Çok yorulduk. Çok yorulduk ama keyfimiz daha yerinde olamaz. Camping Roma’daki karavanımızda son derece mutlu bir şekilde, arabanın içindeki yatağa tıkışmadan kalabiliyoruz, klimamız çalışıyor, buzdolabına bir şeyler koyabiliyor ve bu arada da kızımın aküsünü bitirmiyoruz. Kampingin hemen karşısındaki marketten aldığımız bir sürü kahvaltılığımız var ve bugün hiçbir şey yapmadan dinlenmeye karar verdik.
Karavanda kalıyor olsak da kamping hayatı başka şeye benzemiyor ve bu yüzden de, sanki mecburmuşuz gibi sabahın erken denebilecek bir saatinde uyanıyor ve kahvaltı hazırlıklarına girişiyoruz. Ben Türküm ya, ilk iş olarak çay suyu koyuyorum. Minik minik, plastik bardaklarda pek keyfi çıkmıyor ama cam bardağım yok, belim de kalın epeyce diyerek keyfimi hiç kaçıramam doğrusu.
Çay oluyor, leziz reçeller, peynirler ve küçük ocağımızın tavasında pişirmeyi ihmal etmediğimiz yumurtalar ile dört dörtlük bir kahvaltı yapıyoruz. Üzerine de bir kahve keyfi! Peh, hayat bu olsa gerek.
Tülay ve ben bir şekilde idare ediyoruz çünkü o günlerde henüz şimdi olduğumuz gibi bilgisayar bağımlısı değildik. Ama Derin efendinin durumu vahim. Çocuk internet diyor da başka bir şey demiyor. Tülay ve bense sadece ayaklarımızı uzatıp dinlenmeyi istiyoruz. Eh, yaşlılık işte.

++++++

▶ [İstenen Görev 1] Kamping yazısında kahvaltıda ve hemen ardından yenip içilen her şeyi sırala.
▶ [İstenen Görev 2] Lütfen kamping yazısını son cümlesinden sonra devam ettir.
Metinden sonra gelen satırların bu işte hiçbir rolü yoktur.

▶ [Toplanan Malzeme]
++++++

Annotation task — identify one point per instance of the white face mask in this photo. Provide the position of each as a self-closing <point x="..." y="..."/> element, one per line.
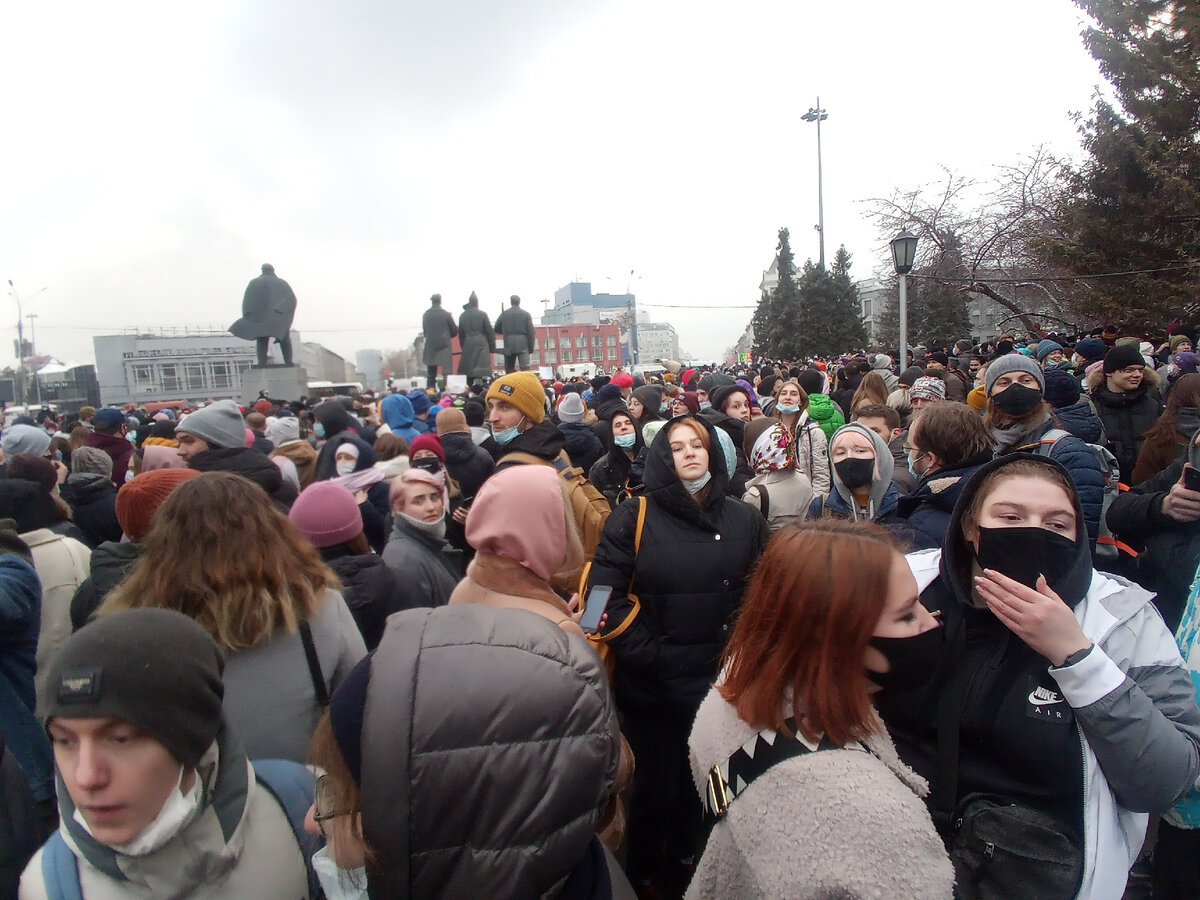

++++++

▶ [Yazılı Yanıt 1] Çay, reçeller, peynirler, yumurtalar, kahve

▶ [Yazılı Yanıt 2]
Camping Roma’da yok yok ki! Derin’i yanıma alıp bilgisayara odasına götürüyorum ve yanlış hatırlamıyorsam 5€ gibi bir bedel karşılığında bir ya da iki saat kadar sanal dünyaya erişmesini sağlıyorum. Öğlenden sonra ise havuzu ziyaret etmek gibi bir planımız var. Tülay’ın yanına dönünce ben de ona katılıp şöyle rahat rahat uzatıyorum ayaklarımı ve tatilimiz, yaşadıklarımız hakkında sohbet etmeye koyuluyoruz. Gördüğüm kadarıyla Tülay ve Derin de en az benim kadar mutlular ve onlar da böyle bir tatilden çok büyük keyif alıyorlar.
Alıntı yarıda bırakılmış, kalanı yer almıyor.